-- START OF Data rows --
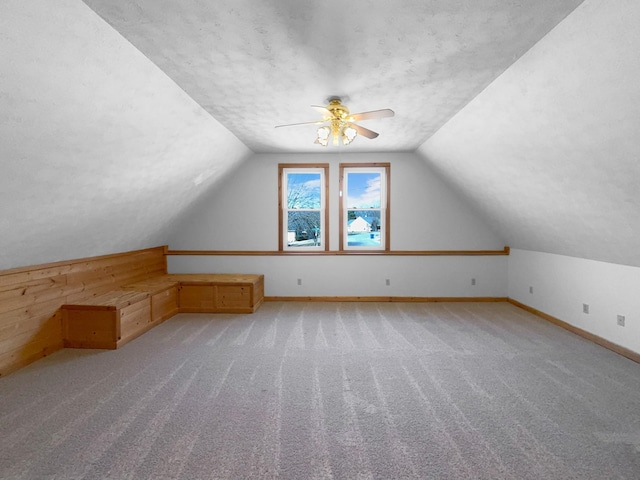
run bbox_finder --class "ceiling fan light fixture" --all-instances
[342,123,358,145]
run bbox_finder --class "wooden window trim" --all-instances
[338,162,391,253]
[278,163,329,253]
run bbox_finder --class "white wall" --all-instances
[168,255,508,297]
[169,153,507,297]
[418,0,640,266]
[169,153,505,250]
[0,0,251,269]
[508,249,640,353]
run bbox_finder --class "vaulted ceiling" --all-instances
[0,0,640,268]
[85,0,582,152]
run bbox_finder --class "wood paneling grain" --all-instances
[0,247,167,375]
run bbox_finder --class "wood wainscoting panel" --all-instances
[0,247,167,375]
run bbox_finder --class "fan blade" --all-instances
[351,123,379,138]
[349,108,395,122]
[276,120,326,128]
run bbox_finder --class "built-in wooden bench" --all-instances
[168,273,264,313]
[62,274,264,349]
[62,290,153,349]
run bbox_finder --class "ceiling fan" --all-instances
[276,97,394,147]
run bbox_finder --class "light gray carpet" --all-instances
[0,302,640,480]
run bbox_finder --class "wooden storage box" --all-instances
[62,290,153,349]
[123,277,179,326]
[170,274,264,313]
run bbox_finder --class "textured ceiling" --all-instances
[85,0,582,152]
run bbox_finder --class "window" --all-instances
[340,163,389,250]
[278,164,329,251]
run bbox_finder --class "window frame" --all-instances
[278,163,329,253]
[339,163,391,252]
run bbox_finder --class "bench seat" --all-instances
[62,290,153,349]
[167,273,264,313]
[62,273,264,349]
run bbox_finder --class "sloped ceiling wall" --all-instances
[418,0,640,266]
[0,0,252,269]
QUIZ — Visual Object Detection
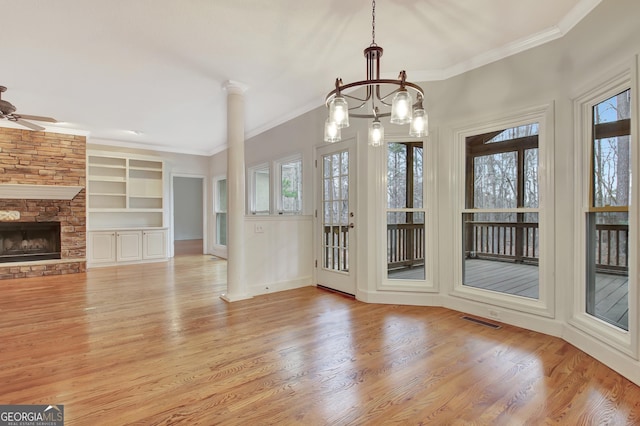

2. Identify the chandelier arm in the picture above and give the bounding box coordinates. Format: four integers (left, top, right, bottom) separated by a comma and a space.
325, 79, 424, 106
340, 93, 371, 103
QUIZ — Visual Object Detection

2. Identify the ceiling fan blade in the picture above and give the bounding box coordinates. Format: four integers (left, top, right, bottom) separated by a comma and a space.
20, 114, 58, 123
16, 118, 44, 131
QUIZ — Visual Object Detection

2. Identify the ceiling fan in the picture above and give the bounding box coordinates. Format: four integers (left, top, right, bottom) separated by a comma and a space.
0, 86, 58, 131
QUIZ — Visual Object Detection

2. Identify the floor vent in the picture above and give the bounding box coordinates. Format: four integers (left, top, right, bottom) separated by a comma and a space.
460, 315, 501, 330
316, 284, 356, 299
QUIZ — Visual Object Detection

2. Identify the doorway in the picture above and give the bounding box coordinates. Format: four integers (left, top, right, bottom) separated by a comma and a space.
171, 175, 206, 256
316, 139, 357, 295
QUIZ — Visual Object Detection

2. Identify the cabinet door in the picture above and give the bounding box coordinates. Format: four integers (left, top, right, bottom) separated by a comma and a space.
117, 231, 142, 262
88, 232, 116, 263
142, 229, 167, 259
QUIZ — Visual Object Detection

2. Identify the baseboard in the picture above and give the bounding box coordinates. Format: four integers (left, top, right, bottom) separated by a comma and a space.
249, 276, 313, 296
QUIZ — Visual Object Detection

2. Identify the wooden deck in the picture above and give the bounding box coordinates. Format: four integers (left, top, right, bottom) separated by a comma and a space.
389, 259, 629, 330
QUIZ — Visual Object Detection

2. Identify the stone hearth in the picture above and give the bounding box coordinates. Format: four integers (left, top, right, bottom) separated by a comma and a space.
0, 128, 86, 279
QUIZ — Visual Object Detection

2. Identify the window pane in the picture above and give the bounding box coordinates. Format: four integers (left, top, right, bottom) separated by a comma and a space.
462, 212, 540, 299
586, 212, 629, 330
387, 212, 425, 280
252, 167, 270, 214
216, 213, 227, 246
215, 179, 227, 246
472, 152, 518, 209
485, 123, 539, 143
216, 179, 227, 212
280, 160, 302, 213
593, 136, 631, 207
591, 90, 631, 207
387, 142, 423, 209
523, 148, 540, 208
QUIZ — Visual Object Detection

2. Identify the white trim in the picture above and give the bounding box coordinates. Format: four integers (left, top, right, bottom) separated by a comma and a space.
378, 133, 439, 297
449, 102, 555, 318
567, 58, 640, 359
245, 161, 273, 216
273, 153, 304, 216
209, 174, 229, 259
167, 173, 209, 257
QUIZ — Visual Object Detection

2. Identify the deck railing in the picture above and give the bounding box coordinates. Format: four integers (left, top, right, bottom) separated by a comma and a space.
324, 221, 629, 272
465, 221, 629, 272
465, 221, 540, 264
387, 223, 424, 269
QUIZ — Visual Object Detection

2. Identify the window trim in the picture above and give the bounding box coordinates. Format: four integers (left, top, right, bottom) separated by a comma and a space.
247, 162, 273, 216
211, 175, 229, 250
568, 67, 639, 359
449, 103, 555, 318
273, 153, 304, 216
378, 134, 440, 293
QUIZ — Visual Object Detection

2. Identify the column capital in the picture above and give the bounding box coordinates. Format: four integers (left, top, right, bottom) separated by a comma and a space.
222, 80, 249, 95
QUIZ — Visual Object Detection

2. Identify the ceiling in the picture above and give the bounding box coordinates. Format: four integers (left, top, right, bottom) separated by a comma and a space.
0, 0, 600, 155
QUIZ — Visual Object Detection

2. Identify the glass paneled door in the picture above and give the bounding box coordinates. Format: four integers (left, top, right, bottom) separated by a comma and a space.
316, 140, 357, 295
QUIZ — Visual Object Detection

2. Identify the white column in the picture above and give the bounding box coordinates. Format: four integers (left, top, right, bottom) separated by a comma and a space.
221, 81, 252, 302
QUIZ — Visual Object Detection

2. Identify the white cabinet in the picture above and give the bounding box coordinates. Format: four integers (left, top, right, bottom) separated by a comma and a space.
87, 151, 167, 267
142, 229, 167, 259
116, 231, 142, 262
87, 228, 167, 267
87, 231, 116, 264
87, 151, 164, 230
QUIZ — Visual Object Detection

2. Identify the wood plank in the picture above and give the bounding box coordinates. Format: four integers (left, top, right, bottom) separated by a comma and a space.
0, 255, 640, 425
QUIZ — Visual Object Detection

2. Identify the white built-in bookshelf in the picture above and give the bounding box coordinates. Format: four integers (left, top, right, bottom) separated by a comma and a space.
87, 152, 167, 266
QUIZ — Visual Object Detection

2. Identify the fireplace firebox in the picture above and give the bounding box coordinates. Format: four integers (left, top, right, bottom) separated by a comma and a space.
0, 222, 61, 263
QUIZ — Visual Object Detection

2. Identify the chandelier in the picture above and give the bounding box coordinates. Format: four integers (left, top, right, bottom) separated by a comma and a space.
324, 0, 429, 146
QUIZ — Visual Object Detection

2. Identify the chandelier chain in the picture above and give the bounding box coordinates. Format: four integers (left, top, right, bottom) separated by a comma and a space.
371, 0, 377, 46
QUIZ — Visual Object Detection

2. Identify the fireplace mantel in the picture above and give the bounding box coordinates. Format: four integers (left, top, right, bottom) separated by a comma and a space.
0, 183, 83, 200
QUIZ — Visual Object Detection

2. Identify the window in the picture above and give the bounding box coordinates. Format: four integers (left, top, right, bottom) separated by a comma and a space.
585, 90, 631, 330
462, 123, 540, 299
386, 141, 425, 280
275, 155, 302, 214
214, 178, 227, 246
248, 163, 271, 215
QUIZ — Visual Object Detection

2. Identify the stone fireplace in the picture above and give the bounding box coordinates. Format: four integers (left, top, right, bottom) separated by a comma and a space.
0, 127, 86, 279
0, 222, 60, 263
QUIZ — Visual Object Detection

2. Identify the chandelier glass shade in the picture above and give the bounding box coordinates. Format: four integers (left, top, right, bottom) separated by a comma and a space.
324, 0, 428, 146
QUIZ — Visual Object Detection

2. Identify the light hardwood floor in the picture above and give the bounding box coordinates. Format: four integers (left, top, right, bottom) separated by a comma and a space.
0, 256, 640, 426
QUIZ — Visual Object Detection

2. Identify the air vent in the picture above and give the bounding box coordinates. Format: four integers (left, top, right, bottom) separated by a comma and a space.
460, 315, 501, 330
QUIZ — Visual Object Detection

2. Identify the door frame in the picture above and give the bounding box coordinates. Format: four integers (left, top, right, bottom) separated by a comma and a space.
313, 136, 361, 297
169, 173, 209, 257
-- END OF Data rows --
▶ [Exercise directions]: How many lines in the items above contain the word "ceiling"? Reply with the number only.

▶ [Answer to this exercise]: 8